• _Recorded information_
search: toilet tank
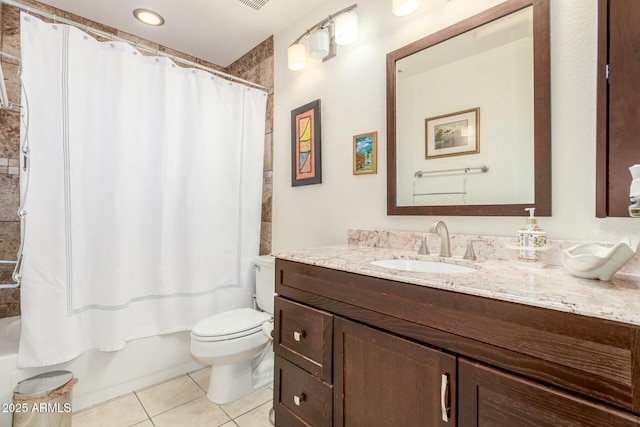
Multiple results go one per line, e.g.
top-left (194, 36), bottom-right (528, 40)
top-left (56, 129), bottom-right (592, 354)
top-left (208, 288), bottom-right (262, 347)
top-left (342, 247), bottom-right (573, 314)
top-left (254, 255), bottom-right (275, 314)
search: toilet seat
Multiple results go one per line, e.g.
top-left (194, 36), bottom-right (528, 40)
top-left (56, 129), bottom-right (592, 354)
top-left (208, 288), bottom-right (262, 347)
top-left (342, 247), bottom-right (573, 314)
top-left (191, 308), bottom-right (271, 342)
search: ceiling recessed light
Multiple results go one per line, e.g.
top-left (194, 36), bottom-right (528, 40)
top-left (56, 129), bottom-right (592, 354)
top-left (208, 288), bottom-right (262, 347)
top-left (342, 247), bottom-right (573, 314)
top-left (133, 8), bottom-right (165, 26)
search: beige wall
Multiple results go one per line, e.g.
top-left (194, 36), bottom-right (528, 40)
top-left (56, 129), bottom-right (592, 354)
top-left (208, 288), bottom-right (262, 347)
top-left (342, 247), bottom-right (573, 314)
top-left (0, 1), bottom-right (273, 318)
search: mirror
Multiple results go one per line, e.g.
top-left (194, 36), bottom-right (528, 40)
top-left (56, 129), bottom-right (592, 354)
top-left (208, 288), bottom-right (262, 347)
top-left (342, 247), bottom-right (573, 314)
top-left (386, 0), bottom-right (551, 216)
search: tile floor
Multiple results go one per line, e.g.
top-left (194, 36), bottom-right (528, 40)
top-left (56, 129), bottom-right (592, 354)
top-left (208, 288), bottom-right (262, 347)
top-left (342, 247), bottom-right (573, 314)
top-left (72, 367), bottom-right (274, 427)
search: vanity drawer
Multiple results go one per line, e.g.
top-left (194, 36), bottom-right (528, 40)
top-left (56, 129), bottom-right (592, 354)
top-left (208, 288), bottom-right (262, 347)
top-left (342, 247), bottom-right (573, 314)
top-left (274, 296), bottom-right (333, 381)
top-left (274, 355), bottom-right (333, 427)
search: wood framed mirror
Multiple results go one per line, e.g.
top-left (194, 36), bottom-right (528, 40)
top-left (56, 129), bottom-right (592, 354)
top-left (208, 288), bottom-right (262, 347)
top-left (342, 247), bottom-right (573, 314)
top-left (386, 0), bottom-right (551, 216)
top-left (596, 0), bottom-right (640, 218)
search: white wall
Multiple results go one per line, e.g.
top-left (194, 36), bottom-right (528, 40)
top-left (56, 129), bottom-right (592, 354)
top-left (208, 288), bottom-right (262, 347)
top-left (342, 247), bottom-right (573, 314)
top-left (273, 0), bottom-right (634, 251)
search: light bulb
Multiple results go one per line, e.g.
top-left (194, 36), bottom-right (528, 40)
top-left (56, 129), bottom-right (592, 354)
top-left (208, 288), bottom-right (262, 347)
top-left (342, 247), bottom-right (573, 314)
top-left (309, 27), bottom-right (330, 59)
top-left (288, 43), bottom-right (306, 71)
top-left (335, 11), bottom-right (358, 46)
top-left (392, 0), bottom-right (422, 17)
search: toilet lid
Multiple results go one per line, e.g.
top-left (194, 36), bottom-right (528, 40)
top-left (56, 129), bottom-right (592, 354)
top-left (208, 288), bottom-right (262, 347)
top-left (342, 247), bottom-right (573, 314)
top-left (192, 308), bottom-right (271, 340)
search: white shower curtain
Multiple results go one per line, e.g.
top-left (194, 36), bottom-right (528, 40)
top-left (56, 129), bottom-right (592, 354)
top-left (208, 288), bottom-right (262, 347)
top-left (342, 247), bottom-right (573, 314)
top-left (18, 14), bottom-right (267, 367)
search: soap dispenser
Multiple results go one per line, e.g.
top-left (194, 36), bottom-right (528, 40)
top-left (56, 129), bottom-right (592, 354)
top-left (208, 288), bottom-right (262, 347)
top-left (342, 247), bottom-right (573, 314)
top-left (518, 208), bottom-right (547, 262)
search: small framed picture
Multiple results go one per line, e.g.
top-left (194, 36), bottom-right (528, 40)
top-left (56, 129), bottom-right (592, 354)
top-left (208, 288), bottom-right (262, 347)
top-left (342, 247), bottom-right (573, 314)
top-left (425, 108), bottom-right (480, 159)
top-left (291, 99), bottom-right (322, 186)
top-left (353, 131), bottom-right (377, 175)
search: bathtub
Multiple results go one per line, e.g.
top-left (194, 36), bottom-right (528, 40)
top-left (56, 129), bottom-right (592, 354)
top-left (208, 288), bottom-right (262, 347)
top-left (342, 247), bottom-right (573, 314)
top-left (0, 316), bottom-right (203, 425)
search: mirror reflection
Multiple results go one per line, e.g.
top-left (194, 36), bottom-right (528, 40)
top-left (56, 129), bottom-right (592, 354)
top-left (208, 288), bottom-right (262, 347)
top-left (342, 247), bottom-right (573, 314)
top-left (387, 0), bottom-right (551, 217)
top-left (395, 7), bottom-right (534, 207)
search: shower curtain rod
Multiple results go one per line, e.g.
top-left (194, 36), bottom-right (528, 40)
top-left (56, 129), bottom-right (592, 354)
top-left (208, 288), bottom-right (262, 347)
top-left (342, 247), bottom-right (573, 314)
top-left (1, 0), bottom-right (270, 92)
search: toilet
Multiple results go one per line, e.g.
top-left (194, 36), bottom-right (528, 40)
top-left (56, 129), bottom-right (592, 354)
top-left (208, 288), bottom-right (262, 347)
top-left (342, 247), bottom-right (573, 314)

• _What is expected_
From the listing, extract all text exactly as given and drop any picture.

• _Result for this task_
search: toilet tank
Multiple results go one per line, e.g.
top-left (194, 36), bottom-right (528, 40)
top-left (56, 129), bottom-right (592, 354)
top-left (208, 288), bottom-right (262, 347)
top-left (342, 247), bottom-right (573, 314)
top-left (254, 255), bottom-right (275, 314)
search: toilet seat
Multiple results go one per line, e.g.
top-left (194, 36), bottom-right (528, 40)
top-left (56, 129), bottom-right (592, 354)
top-left (208, 288), bottom-right (262, 347)
top-left (342, 247), bottom-right (573, 314)
top-left (191, 308), bottom-right (271, 342)
search: ceiling recessed light
Multiple results go one per line, e.g.
top-left (194, 36), bottom-right (528, 40)
top-left (56, 129), bottom-right (592, 354)
top-left (208, 288), bottom-right (262, 347)
top-left (342, 247), bottom-right (573, 314)
top-left (133, 8), bottom-right (165, 26)
search: beige wall
Multiple results go one per line, e.g.
top-left (194, 36), bottom-right (528, 40)
top-left (56, 129), bottom-right (592, 354)
top-left (208, 288), bottom-right (262, 347)
top-left (342, 247), bottom-right (573, 314)
top-left (0, 1), bottom-right (273, 318)
search: mirror
Multiple results go one per line, e.g.
top-left (194, 36), bottom-right (528, 40)
top-left (56, 129), bottom-right (592, 354)
top-left (208, 288), bottom-right (262, 347)
top-left (342, 247), bottom-right (573, 314)
top-left (386, 0), bottom-right (551, 216)
search: tile floor
Multiple results go one per line, e.g.
top-left (194, 36), bottom-right (528, 40)
top-left (56, 129), bottom-right (592, 354)
top-left (208, 288), bottom-right (262, 347)
top-left (342, 247), bottom-right (573, 314)
top-left (72, 367), bottom-right (274, 427)
search: vanity drawer
Multiple results go one per line, e.g.
top-left (194, 36), bottom-right (528, 40)
top-left (56, 129), bottom-right (592, 354)
top-left (208, 288), bottom-right (262, 347)
top-left (342, 247), bottom-right (573, 314)
top-left (274, 296), bottom-right (333, 381)
top-left (274, 355), bottom-right (333, 427)
search: wood framed mirror
Multiple results go one per line, e.g.
top-left (194, 36), bottom-right (528, 40)
top-left (56, 129), bottom-right (592, 354)
top-left (208, 288), bottom-right (262, 347)
top-left (342, 247), bottom-right (573, 314)
top-left (386, 0), bottom-right (551, 216)
top-left (596, 0), bottom-right (640, 218)
search: white wall
Multiple results go one per line, e.g.
top-left (194, 36), bottom-right (528, 40)
top-left (56, 129), bottom-right (592, 354)
top-left (208, 288), bottom-right (262, 347)
top-left (342, 247), bottom-right (573, 314)
top-left (273, 0), bottom-right (634, 251)
search: light bulb
Multiple results go one per line, e.g.
top-left (194, 36), bottom-right (528, 40)
top-left (56, 129), bottom-right (592, 354)
top-left (208, 288), bottom-right (262, 347)
top-left (342, 247), bottom-right (573, 314)
top-left (309, 27), bottom-right (330, 59)
top-left (288, 43), bottom-right (306, 71)
top-left (335, 11), bottom-right (358, 46)
top-left (392, 0), bottom-right (422, 17)
search: toilet lid
Multiple results go one per line, e.g.
top-left (194, 36), bottom-right (528, 40)
top-left (56, 129), bottom-right (592, 354)
top-left (208, 288), bottom-right (262, 347)
top-left (342, 247), bottom-right (573, 314)
top-left (192, 308), bottom-right (271, 340)
search: white shower curtain
Multiple results go one per line, e.g.
top-left (194, 36), bottom-right (528, 40)
top-left (56, 129), bottom-right (592, 354)
top-left (208, 288), bottom-right (262, 347)
top-left (342, 247), bottom-right (573, 314)
top-left (18, 14), bottom-right (267, 367)
search: soap dispenser
Multiple results go one per line, e.g.
top-left (194, 36), bottom-right (528, 40)
top-left (56, 129), bottom-right (592, 354)
top-left (208, 288), bottom-right (262, 347)
top-left (342, 247), bottom-right (573, 314)
top-left (518, 208), bottom-right (547, 262)
search: small framed picture
Multiple results go one per line, e.g.
top-left (194, 36), bottom-right (528, 40)
top-left (56, 129), bottom-right (592, 354)
top-left (208, 288), bottom-right (262, 347)
top-left (342, 247), bottom-right (573, 314)
top-left (425, 108), bottom-right (480, 159)
top-left (291, 99), bottom-right (322, 186)
top-left (353, 131), bottom-right (377, 175)
search: bathtub
Multiple results go one per line, e.g.
top-left (194, 36), bottom-right (528, 40)
top-left (56, 129), bottom-right (592, 354)
top-left (208, 288), bottom-right (262, 347)
top-left (342, 247), bottom-right (573, 314)
top-left (0, 316), bottom-right (203, 425)
search: mirror reflection
Multiple results go one per line, e.g.
top-left (194, 36), bottom-right (528, 40)
top-left (56, 129), bottom-right (592, 354)
top-left (208, 288), bottom-right (262, 347)
top-left (342, 247), bottom-right (573, 314)
top-left (387, 0), bottom-right (551, 217)
top-left (395, 7), bottom-right (534, 207)
search: shower curtain rod
Multiple results go one per line, e.g.
top-left (194, 36), bottom-right (528, 40)
top-left (56, 129), bottom-right (592, 354)
top-left (208, 288), bottom-right (262, 347)
top-left (342, 247), bottom-right (573, 314)
top-left (1, 0), bottom-right (270, 92)
search: toilet
Multiple results go one per line, e.g.
top-left (194, 36), bottom-right (528, 40)
top-left (56, 129), bottom-right (592, 354)
top-left (208, 288), bottom-right (262, 347)
top-left (342, 247), bottom-right (573, 314)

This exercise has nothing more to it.